Since roughly 2009, researchers have demonstrated that by comparing large sets of supposedly anonymous DNA data with public datasets from censuses or voter lists, they could correctly identify between 40% and 60% of all genetic testing participants.
DNA databases have grown significantly since that 2009 experiment.
As of last fall, more than 19 million people had taken a private Ancestry or 23andMe test. On the heels of their growth, participation in public databases like Promethease and GEDmatch have ballooned as well.
“Data is data – once it’s out there, it’s very hard to control,” Hazel said.
David Koepsell, a Yale bioethicist and the cofounder and CEO of blockchain-enabled genomics company EncrypGen, agreed.
“Re-identification is a real concern and people have done it with public databases. It’s not science fiction,” he told Business Insider.
Last November, Yaniv Erlich, a geneticist and the chief science officer of ancestry company MyHeritage, led a study published in the journal Science in which he looked at DNA data from GEDmatch and MyHeritage. Erlich concluded that with a genetic database of 1.3 million US residents, roughly 60% of all white Americans could be traced to a third cousin. This finding was independent of whether people had themseleves participated in a genetic test.
“In the near future,” Erlich wrote in the paper, “the technique could implicate nearly any US individual of European descent.”

◆ Supplied entries:
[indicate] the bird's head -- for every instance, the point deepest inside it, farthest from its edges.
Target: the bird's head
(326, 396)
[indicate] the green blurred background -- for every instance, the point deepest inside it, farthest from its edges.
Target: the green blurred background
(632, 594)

◆ Your tasks:
[1] Answer these questions from the text on DNA privacy.
(a) As of last fall, how many people had taken a private Ancestry or 23andMe test?
(b) In which journal was Yaniv Erlich's study published?
(c) Of which company is David Koepsell the cofounder and CEO?
[2] Retype the part of the text on DNA privacy that opens with the words containing "Since roughly 2009, researchers" and closes with "told Business Insider.".
[3] Continue the text on DNA privacy from its final sentence.
The material is not needed for any of the tasks.

◆ Responses:
[1]
(a) More than 19 million.
(b) Science.
(c) EncrypGen.

[2]
Since roughly 2009, researchers have demonstrated that by comparing large sets of supposedly anonymous DNA data with public datasets from censuses or voter lists, they could correctly identify between 40% and 60% of all genetic testing participants.
DNA databases have grown significantly since that 2009 experiment.
As of last fall, more than 19 million people had taken a private Ancestry or 23andMe test. On the heels of their growth, participation in public databases like Promethease and GEDmatch have ballooned as well.
“Data is data – once it’s out there, it’s very hard to control,” Hazel said.
David Koepsell, a Yale bioethicist and the cofounder and CEO of blockchain-enabled genomics company EncrypGen, agreed.
“Re-identification is a real concern and people have done it with public databases. It’s not science fiction,” he told Business Insider.

[3]
Spokespeople from Ancestry, 23andMe, and Helix all outlined comprehensive privacy policies that are designed to protect people’s data when their data remains within the platforms.
“To protect against re-identification, we strip customers’ personally identifiable information from their genetic information, storing the two sets of data in separate, walled-off computing environments,” a 23andMe representative told Business Insider via email.
Helix and Ancestry spokespeople shared similar policies.
‘It could go wrong’: Experts warn against downloading your personal DNA data
- Hollis Johnson
But Ancestry, 23andMe, and Helix all allow users to download their raw DNA data. The download is free from Ancestry and 23andMe but costs $499 with Helix. A Helix spokesperson said the fee was because Helix provides a more comprehensive genetic dataset than the other platforms.
In most cases to download their DNA data, a user must log into the platform and select “download my raw DNA.” Then they get an email where they must confirm the download. After clicking confirm, a text file download begins.
- Business Insider / Erin Brodwin
Once a customer downloads their genetic data, however, it is no longer protected by any of company’s security measures.
“What you do with your data is your responsibility, whether that means sharing your login name and password with others, sharing through 23andMe, downloading your data or anything else,” 23andMe’s website reads.
Experts say this setup does not adequately protect users. At minimum, they say the platforms should encrypt the genetic data from the time it is sent to the time it is received. They also pointed out that a person’s login information may be the same as their email, another potential security weakness.
“This is Privacy 101,” Mitchell told Business Insider. “These companies need to have the highest level of security and they don’t.”
Mitchell and Hazel both said they believed genetic testing companies should use two-factor or multi-factor authentication, a security step enforced by many banks and data companies. It requires users to give two or more pieces of evidence (such as their phone number and a pin) before allowing access to sensitive data.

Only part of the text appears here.